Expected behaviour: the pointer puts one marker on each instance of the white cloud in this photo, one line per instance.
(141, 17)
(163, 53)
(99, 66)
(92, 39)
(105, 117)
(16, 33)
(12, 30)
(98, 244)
-------------------------
• [Work to complete] Give every line of the listing again. Keep each one exact.

• [Final answer]
Expected behaviour: the pointer puts one marker on each instance of the white cloud in this photo, one line per instance.
(141, 17)
(163, 53)
(99, 66)
(92, 39)
(105, 117)
(16, 33)
(12, 30)
(98, 244)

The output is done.